Set problem ▸ Every record below should be printed exactly as given.

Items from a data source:
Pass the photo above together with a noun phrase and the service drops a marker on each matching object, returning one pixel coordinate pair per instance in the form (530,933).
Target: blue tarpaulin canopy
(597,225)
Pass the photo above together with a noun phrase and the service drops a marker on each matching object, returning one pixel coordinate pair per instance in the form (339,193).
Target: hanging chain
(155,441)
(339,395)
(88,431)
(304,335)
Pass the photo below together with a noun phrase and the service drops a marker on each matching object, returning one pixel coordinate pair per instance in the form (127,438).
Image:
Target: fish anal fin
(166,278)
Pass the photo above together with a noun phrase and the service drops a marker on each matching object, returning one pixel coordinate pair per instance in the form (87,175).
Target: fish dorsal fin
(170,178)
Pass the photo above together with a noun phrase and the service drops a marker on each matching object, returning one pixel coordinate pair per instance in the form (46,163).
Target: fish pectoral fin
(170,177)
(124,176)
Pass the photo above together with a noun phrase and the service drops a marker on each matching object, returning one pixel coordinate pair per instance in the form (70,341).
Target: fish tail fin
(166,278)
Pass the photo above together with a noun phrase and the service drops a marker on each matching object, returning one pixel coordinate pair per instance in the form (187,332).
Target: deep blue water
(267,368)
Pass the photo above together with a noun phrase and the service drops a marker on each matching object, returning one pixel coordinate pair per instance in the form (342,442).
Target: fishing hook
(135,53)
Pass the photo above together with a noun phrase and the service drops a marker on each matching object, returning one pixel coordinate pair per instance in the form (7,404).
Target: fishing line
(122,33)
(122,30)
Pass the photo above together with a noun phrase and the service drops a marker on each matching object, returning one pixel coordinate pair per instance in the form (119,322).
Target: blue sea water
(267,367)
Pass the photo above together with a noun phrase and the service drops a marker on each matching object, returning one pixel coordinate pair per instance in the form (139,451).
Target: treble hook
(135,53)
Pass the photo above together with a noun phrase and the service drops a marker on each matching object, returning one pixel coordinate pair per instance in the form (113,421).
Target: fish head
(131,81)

Complete answer ▸
Pass the photo above together with a noun phrase and the service drops a marker on each matching object, returning one pixel coordinate pair per instance in the form (530,933).
Target: blue tarpaulin canopy
(597,225)
Pass the photo above together with a noun phrase and the service drops a marker on each matching object, returning one pixel coordinate pair per instance in the form (339,193).
Target: hanging chain
(155,441)
(339,395)
(88,431)
(304,335)
Pass the photo below together with a noun phrase and the service drops a marker on each matching object, returning one pixel coordinate pair per instance in the form (127,438).
Image:
Target: fish anal fin
(166,278)
Pass the photo above together with a noun phrase and the service drops a marker on each matching object, returning one pixel coordinate pair per instance in the form (87,175).
Target: fish dorsal fin
(170,178)
Pass the photo above together with a noun phrase and the service drops a marker on each matching object, returning one pixel coordinate pair per instance in the form (46,163).
Target: fish pectoral fin
(170,177)
(124,176)
Pass the photo above together with a noun phrase and the service drops a marker on each matching object, returning one pixel coordinate pair per instance in the form (70,341).
Target: fish tail fin
(166,278)
Pass the photo above together with a noun phrase and the service drops a marker on each matching object, returning one pixel coordinate pair per instance in the form (187,332).
Target: deep blue water
(267,368)
Pass the photo above together with a noun phrase and the service drops a marker on each matching object, returning one pixel coordinate pair per instance in the form (342,442).
Target: fishing hook
(135,53)
Pass the photo above together with a noun phrase and the service drops a marker on each matching object, returning one pixel coordinate pair per instance in the form (7,404).
Target: fishing line
(122,33)
(122,30)
Pass the photo above together with a noun phrase and the service drops a marker on each matching object, returning one pixel coordinate pair per instance in the form (119,322).
Target: blue sea water
(267,367)
Pass the photo above together with a noun phrase and the service drops a marker on each matching object, returning one pixel coordinate pair per instance in the form (139,451).
Target: treble hook
(135,53)
Pass the photo above together with a noun phrase and the service drops a marker on each matching object, returning one pixel coordinate pair per instance in the form (113,421).
Target: fish head
(131,81)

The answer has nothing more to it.